**WHAT YOU HAVE TO DO**
Copy the lines of the data verbatim, starting at the line that contains "Question. For each instance of the person in blue" and ending at the final line of the data, and leave the pictures out of your copy.

**DATA ENTRIES**
++++
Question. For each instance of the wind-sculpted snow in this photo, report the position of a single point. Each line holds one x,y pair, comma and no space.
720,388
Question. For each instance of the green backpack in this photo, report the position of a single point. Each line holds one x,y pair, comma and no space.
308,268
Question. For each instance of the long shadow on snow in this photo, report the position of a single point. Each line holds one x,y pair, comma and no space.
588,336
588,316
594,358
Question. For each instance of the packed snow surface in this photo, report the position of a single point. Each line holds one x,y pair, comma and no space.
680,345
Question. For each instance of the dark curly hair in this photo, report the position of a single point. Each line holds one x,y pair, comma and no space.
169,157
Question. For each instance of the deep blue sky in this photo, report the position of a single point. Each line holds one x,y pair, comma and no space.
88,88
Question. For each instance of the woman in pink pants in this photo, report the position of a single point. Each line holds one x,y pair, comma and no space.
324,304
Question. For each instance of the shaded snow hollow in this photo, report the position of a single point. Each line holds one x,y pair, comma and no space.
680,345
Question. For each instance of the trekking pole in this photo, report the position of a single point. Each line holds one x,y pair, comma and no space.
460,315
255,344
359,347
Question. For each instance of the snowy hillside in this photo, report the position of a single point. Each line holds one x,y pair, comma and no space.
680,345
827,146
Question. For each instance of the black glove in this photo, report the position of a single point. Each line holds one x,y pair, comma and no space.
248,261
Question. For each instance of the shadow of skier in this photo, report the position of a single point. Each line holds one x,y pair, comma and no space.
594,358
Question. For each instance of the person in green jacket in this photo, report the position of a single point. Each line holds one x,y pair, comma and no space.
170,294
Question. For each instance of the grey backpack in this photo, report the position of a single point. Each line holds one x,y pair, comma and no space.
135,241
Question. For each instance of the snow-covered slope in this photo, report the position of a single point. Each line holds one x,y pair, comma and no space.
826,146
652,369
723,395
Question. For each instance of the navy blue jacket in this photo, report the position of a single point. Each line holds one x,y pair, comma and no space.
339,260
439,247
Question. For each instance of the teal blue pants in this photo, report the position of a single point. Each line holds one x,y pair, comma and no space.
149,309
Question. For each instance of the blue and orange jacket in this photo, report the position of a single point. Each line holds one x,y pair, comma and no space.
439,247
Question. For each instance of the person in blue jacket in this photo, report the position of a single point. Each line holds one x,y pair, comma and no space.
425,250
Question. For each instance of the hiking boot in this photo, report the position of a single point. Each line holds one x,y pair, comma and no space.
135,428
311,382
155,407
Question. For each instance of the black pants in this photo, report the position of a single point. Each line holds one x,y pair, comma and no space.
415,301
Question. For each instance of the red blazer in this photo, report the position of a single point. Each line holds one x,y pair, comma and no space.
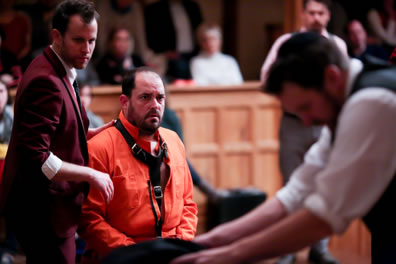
++++
**SOLUTION FOR THIS PROBLEM**
Question. For each instance of the person in blue jacket in this photo, report the position of a single point. Each line holds one x,y pair, comma and no space.
425,250
Question. For each instance of the hiking boot in this photo, report the position of a single point. Each line holds one x,y pair, comma and no space.
135,428
311,382
155,407
Question. For each instance of the black pants in this photo, report the position of a single point. Each line holds one x,y pair, comma and no space.
415,301
Question. For each instance of the red blazer in this photo, report the position of a single point. Each line holds one x,y pair, comma and no space.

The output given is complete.